[Items stored from a collection]
====
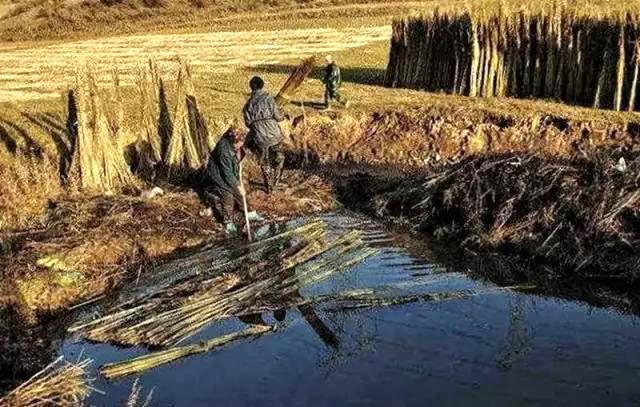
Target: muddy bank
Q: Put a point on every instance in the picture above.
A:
(87, 246)
(568, 224)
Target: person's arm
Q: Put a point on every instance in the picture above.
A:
(229, 167)
(278, 114)
(337, 76)
(245, 114)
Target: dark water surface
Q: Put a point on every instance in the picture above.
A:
(498, 348)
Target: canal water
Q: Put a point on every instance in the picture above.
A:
(498, 347)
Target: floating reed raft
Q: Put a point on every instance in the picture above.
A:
(254, 281)
(59, 384)
(146, 362)
(556, 53)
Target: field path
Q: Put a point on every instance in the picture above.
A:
(41, 72)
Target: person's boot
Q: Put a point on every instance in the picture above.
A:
(230, 228)
(278, 178)
(255, 217)
(265, 177)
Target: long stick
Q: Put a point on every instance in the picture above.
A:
(244, 206)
====
- _Task to complete_: Please copy out the records from the line that has "Target: person's boot" through the last line of the records, requests included. Multiply each point coordinate in the answers by 0.6 and round it to a whole number, with halves rounding up.

- _The answer_:
Target: person's boot
Q: Put a point on every instance in the picture above.
A:
(138, 137)
(167, 107)
(153, 130)
(159, 106)
Target: long stick
Q: Put a point on every instance in the picture above.
A:
(146, 124)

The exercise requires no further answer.